Data section →

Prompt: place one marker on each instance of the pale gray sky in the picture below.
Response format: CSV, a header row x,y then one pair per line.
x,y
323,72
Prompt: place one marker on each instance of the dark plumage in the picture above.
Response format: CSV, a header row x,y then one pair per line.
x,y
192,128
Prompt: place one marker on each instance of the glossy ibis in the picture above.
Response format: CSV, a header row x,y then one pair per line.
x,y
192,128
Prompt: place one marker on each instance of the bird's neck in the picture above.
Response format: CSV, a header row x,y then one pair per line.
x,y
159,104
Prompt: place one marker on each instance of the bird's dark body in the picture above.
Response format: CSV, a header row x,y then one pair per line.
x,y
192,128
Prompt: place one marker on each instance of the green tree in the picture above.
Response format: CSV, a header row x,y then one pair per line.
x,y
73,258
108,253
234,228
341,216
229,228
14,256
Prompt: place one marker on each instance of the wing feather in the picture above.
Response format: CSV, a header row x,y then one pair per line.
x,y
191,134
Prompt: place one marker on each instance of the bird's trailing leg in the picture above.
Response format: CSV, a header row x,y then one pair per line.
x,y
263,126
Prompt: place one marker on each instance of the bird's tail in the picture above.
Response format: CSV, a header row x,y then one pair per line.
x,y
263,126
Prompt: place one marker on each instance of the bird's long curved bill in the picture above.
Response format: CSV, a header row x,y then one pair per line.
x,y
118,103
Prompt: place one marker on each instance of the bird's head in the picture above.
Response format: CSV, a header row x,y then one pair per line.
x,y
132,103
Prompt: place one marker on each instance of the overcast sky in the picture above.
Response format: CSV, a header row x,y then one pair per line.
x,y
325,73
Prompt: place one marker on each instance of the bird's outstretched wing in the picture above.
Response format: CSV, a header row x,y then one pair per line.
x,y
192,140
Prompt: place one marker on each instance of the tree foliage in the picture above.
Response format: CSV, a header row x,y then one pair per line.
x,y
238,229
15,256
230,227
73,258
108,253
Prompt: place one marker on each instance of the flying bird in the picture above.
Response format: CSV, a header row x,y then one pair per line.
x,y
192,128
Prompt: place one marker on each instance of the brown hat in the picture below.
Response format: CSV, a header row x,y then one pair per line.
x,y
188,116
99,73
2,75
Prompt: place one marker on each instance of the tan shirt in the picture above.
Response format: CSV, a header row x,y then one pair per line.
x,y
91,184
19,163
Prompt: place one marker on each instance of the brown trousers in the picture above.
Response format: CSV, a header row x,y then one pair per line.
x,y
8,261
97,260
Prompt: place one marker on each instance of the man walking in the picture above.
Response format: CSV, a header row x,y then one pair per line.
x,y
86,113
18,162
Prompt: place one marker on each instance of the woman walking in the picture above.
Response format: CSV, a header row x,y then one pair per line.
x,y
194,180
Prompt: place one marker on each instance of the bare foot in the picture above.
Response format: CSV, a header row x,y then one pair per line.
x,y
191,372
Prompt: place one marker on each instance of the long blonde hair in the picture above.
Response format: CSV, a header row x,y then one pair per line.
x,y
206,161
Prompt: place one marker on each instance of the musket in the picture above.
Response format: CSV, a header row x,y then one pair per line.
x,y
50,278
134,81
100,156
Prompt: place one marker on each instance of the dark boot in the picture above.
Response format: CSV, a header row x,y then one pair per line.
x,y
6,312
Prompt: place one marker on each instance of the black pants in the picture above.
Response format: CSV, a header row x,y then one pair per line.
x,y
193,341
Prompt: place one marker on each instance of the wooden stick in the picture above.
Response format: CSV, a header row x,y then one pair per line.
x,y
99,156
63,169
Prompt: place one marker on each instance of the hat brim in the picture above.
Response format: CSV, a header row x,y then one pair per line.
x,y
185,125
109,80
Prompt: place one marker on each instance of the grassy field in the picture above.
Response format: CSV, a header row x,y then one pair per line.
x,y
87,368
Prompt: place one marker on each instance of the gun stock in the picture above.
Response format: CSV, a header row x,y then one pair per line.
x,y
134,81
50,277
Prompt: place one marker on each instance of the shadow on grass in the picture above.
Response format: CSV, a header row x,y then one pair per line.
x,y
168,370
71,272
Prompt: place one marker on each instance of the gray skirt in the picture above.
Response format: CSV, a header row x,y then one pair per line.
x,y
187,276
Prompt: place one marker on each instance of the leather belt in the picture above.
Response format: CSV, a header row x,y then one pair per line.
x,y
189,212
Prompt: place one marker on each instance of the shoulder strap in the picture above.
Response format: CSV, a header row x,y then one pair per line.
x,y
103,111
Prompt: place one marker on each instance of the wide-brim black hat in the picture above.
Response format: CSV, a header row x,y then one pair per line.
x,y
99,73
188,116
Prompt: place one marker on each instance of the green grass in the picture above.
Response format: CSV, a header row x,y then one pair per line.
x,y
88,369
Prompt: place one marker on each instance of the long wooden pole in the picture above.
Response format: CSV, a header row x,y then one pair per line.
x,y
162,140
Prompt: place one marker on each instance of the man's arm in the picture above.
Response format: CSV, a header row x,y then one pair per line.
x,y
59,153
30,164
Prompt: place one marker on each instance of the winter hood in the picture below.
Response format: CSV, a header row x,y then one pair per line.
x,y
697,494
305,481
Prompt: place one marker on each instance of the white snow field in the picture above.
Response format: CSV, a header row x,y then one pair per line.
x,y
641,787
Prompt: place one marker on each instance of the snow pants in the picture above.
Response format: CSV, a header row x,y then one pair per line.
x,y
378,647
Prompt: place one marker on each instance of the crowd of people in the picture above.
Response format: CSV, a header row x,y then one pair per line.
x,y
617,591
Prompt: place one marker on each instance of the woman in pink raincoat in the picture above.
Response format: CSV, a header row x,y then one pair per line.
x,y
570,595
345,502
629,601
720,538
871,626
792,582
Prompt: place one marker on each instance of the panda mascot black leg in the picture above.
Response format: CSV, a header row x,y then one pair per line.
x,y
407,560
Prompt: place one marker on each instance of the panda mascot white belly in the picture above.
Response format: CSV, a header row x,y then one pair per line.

The problem →
Please return each line of the listing above that contains "pants".

Written reply →
Prompt: place one marker on each instance of the black pants in the picture above.
Prompt: place one marker on each instance of the snow pants in the picture above.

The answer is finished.